## Task data
________________________

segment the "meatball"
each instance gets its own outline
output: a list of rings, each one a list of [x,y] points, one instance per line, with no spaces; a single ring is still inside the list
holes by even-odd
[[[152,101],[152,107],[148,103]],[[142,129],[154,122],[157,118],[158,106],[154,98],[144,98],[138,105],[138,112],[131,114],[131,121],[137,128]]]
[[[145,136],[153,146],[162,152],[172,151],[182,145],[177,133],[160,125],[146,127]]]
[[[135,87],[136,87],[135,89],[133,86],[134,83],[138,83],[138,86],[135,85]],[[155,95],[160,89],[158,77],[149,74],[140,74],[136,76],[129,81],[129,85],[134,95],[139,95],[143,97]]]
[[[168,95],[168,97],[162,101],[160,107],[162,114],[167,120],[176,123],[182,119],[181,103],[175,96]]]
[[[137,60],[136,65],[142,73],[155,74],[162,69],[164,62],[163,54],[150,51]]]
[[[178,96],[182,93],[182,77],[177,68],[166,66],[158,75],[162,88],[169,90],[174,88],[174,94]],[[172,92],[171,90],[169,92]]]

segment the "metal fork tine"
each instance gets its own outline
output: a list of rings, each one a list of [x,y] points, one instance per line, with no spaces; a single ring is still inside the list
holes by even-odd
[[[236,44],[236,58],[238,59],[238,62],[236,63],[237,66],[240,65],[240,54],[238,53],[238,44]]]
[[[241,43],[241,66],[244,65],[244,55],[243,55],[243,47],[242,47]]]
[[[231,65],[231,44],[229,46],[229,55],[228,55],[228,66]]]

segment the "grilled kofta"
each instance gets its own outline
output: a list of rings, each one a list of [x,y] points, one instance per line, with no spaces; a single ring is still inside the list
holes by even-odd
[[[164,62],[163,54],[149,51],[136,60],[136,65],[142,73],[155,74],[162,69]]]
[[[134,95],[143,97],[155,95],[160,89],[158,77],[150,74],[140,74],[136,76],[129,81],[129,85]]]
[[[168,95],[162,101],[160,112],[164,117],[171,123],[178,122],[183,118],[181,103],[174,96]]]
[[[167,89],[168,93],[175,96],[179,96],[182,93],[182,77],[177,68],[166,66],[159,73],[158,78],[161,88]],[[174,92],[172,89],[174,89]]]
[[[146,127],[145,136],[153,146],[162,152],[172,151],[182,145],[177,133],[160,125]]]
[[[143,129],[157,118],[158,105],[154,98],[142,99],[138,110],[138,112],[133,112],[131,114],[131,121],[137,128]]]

________________________

## Your instructions
Please pull out every line in the entries above that contains the word "segment", listing each on its own line.

## Finished exercise
segment the "meatball"
segment the "metal fork tine"
segment the "grilled kofta"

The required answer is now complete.